__PAGE EXTRACT__.

┌──

We recognize that courts are divided on the issue of whether fair trade statutes, such as the Dairy Act, which exclude deductions for cash discounts, are violative of due process. Compare Cohen v. Frey & Son, 197 Md. 586, 80 A.2d 267 (1951), with Dikeou v. Food Distributors Ass'n, 107 Colo. 38, 108 P.2d 529 (1940). We need not and do not decide the issue, however, because the act was not applied on that basis. Since Red Owl benefited from the deduction of cash discounts, it cannot now complain that such discounts are not allowed under the terms of the statute.

The commissioner determined that "cost" in this case was equal to the invoice price increased by approximately 20%, which it estimated was Red Owl's "cost of doing business." Minn.Stat. § 325.01, subd. 7 (1978), defines the "cost of doing business" or "overhead expense" as follows:

The "cost of doing business" or "overhead expense" is defined as all current costs of doing business incurred in the conduct of such business and must include, without limitation, the following items of expense: Labor, including salaries and bonuses of executives and officers, rent, depreciation, selling costs, maintenance of equipment, delivery costs, all types of licenses, taxes, insurance, and advertising, and other fixed and incidental expenses.

└──

__SET TASKS__.
1) Transcribe the opinion excerpt between "The commissioner determined" and "and incidental expenses.", inclusive.
2) In the opinion excerpt, by about what percentage did the commissioner increase the invoice price to set "cost"?
3) List each expense item that the statutory definition in the opinion excerpt names, starting with "Labor" and ending with "all types of licenses".

__DATA SECTION__.
┌──

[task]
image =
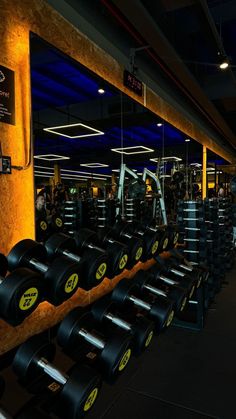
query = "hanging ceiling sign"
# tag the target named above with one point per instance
(132, 83)
(7, 95)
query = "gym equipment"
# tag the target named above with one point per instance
(161, 312)
(183, 280)
(61, 278)
(105, 311)
(20, 295)
(147, 282)
(78, 391)
(41, 229)
(93, 263)
(135, 245)
(3, 265)
(114, 352)
(117, 251)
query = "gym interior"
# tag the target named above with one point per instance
(117, 142)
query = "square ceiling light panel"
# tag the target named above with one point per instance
(92, 165)
(138, 149)
(51, 157)
(78, 130)
(169, 158)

└──

__EXPECTED RESULTS__.
1)
The commissioner determined that "cost" in this case was equal to the invoice price increased by approximately 20%, which it estimated was Red Owl's "cost of doing business." Minn.Stat. § 325.01, subd. 7 (1978), defines the "cost of doing business" or "overhead expense" as follows:

The "cost of doing business" or "overhead expense" is defined as all current costs of doing business incurred in the conduct of such business and must include, without limitation, the following items of expense: Labor, including salaries and bonuses of executives and officers, rent, depreciation, selling costs, maintenance of equipment, delivery costs, all types of licenses, taxes, insurance, and advertising, and other fixed and incidental expenses.

2) Approximately 20%

3)
- Labor, including salaries and bonuses of executives and officers
- rent
- depreciation
- selling costs
- maintenance of equipment
- delivery costs
- all types of licenses